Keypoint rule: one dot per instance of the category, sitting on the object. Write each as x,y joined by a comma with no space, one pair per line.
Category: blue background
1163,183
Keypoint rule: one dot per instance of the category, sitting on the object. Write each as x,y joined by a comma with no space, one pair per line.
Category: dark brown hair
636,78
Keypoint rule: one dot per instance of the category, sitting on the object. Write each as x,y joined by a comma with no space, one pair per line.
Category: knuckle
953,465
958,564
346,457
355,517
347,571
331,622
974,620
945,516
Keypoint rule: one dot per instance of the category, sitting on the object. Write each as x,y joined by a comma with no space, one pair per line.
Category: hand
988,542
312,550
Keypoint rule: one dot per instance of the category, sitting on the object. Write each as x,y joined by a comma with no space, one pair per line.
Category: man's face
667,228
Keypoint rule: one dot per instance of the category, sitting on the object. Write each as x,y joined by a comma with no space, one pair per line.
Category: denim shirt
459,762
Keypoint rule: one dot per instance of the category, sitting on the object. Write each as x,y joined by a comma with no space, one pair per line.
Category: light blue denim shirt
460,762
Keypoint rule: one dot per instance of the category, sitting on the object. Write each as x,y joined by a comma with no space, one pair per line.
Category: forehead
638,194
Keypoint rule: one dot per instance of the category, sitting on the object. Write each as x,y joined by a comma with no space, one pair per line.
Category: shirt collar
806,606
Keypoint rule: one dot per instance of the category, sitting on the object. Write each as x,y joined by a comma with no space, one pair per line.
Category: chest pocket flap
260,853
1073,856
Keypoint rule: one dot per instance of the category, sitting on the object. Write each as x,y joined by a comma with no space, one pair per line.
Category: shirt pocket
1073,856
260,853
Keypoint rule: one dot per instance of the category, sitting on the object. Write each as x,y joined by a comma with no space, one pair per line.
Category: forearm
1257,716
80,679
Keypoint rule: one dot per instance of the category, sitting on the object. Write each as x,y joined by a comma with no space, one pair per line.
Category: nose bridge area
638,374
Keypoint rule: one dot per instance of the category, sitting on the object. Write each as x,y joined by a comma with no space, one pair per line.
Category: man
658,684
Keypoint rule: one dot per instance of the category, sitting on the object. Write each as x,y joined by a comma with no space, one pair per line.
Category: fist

## [Task instructions]
Please return every line of the data above that contains the word "pocket", copying each line in full.

## [Written response]
Category: chest pocket flap
Category: shirt pocket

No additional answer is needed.